* ASSIGNMENT *
Write out the whole listing exactly.

Start of SUPPLIED INFORMATION

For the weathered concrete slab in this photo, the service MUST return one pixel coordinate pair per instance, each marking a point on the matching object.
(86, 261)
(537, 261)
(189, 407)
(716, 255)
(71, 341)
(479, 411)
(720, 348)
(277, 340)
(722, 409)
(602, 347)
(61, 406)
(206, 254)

End of SUPPLIED INFORMATION

* EXERCISE SOLUTION *
For the weathered concrete slab in this photo, the service MUST return one pixel coordinate pair per instance, each marking a point on the matching object.
(86, 261)
(537, 261)
(189, 407)
(716, 255)
(71, 341)
(479, 411)
(720, 348)
(277, 340)
(722, 409)
(602, 347)
(61, 406)
(206, 254)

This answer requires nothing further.